→ **Task brief**
From the records below, extract only the lines running from the line with "Target: eyeglasses" to the line with "of the brick", both lines included, reproducing them exactly.

[Material to process — start]

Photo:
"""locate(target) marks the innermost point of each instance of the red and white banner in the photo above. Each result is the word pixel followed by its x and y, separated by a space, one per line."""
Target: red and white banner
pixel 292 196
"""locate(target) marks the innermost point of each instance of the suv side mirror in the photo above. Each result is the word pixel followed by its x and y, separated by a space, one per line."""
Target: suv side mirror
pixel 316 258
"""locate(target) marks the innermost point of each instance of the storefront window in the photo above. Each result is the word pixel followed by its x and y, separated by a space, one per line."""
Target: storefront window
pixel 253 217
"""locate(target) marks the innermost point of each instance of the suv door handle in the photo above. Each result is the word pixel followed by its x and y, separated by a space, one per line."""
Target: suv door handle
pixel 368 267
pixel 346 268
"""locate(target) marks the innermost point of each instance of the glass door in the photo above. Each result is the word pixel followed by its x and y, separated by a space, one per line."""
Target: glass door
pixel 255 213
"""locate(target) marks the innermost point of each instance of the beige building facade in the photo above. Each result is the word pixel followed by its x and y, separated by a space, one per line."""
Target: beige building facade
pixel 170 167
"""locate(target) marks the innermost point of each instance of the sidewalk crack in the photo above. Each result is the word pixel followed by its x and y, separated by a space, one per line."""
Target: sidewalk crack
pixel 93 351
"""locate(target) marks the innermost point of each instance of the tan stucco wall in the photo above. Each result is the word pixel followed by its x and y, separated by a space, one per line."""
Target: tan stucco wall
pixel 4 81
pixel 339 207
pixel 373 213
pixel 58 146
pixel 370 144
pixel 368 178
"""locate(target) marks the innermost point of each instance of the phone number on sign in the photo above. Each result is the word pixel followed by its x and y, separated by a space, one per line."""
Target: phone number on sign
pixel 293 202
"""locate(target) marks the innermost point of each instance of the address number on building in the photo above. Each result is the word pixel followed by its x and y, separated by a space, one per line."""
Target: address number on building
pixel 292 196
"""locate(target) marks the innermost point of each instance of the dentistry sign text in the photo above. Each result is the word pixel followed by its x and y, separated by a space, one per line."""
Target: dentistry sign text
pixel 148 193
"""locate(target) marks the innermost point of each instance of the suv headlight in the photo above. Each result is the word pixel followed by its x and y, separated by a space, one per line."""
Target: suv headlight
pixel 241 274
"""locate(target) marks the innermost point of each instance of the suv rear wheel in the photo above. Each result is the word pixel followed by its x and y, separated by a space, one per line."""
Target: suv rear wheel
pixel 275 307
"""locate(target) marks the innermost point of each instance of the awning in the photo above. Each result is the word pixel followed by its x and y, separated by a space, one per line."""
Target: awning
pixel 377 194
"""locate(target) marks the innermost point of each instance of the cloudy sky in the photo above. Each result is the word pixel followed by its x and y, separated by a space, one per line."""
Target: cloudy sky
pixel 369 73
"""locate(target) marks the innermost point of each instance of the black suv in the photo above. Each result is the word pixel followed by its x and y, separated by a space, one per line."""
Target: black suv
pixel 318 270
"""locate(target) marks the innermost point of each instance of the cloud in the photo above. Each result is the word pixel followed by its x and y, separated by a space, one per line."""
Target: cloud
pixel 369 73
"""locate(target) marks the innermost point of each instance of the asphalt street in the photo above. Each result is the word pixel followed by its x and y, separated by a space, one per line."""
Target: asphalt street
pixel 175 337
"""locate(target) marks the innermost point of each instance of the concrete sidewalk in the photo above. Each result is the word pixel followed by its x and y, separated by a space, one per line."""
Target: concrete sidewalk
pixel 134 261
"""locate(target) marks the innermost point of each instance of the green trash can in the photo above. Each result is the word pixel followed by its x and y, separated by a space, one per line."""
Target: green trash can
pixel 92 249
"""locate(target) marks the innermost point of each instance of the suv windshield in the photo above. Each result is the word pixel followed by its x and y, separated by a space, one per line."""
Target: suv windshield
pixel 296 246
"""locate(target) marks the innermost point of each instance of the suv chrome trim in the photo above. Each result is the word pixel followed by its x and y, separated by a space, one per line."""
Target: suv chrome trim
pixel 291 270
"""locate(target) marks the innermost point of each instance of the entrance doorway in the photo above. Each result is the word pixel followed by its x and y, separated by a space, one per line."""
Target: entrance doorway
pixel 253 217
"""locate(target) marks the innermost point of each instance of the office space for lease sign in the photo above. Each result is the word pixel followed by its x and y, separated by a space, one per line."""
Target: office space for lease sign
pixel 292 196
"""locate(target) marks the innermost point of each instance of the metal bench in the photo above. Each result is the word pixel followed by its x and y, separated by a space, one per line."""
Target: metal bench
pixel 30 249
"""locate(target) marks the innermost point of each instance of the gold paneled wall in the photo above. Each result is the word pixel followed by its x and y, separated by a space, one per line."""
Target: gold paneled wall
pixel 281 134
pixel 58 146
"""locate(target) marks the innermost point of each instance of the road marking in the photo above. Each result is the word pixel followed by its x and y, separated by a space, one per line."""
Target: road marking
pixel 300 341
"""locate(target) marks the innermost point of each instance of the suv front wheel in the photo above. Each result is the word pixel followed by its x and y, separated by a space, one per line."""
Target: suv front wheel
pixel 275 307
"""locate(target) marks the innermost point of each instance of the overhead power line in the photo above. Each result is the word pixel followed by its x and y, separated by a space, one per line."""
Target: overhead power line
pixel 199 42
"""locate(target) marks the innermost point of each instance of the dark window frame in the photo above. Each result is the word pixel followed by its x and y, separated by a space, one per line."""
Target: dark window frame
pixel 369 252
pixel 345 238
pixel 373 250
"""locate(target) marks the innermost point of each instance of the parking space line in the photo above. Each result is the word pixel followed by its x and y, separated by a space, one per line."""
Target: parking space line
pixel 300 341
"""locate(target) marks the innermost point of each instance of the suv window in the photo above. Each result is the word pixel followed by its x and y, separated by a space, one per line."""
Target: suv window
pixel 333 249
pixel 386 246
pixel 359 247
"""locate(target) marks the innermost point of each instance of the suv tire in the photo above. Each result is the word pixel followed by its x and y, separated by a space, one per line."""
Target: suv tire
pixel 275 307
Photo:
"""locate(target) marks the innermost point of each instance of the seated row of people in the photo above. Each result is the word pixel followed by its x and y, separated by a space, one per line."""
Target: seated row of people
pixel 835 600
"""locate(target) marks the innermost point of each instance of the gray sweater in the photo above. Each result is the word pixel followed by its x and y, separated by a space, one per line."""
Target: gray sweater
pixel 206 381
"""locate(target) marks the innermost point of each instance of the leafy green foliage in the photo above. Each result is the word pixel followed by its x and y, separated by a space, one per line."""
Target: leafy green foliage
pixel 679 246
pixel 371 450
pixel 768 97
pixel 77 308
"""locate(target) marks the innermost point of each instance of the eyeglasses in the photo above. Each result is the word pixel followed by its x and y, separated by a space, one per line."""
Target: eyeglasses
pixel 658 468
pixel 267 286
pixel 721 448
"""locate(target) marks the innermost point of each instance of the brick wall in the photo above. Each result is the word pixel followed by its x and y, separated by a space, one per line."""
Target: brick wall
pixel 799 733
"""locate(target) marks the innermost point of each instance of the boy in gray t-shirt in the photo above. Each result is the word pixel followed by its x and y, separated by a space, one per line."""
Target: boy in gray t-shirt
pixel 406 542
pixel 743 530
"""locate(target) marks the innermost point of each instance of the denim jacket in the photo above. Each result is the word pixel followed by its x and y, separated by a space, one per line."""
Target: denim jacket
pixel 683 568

[Material to process — finish]

→ **Answer box**
Target: eyeglasses
pixel 658 468
pixel 267 286
pixel 721 448
"""locate(target) marks the innermost point of each instance of the brick wall in the photo above. Each result is the word pixel followed by its x and y, separated by a space, one per line."""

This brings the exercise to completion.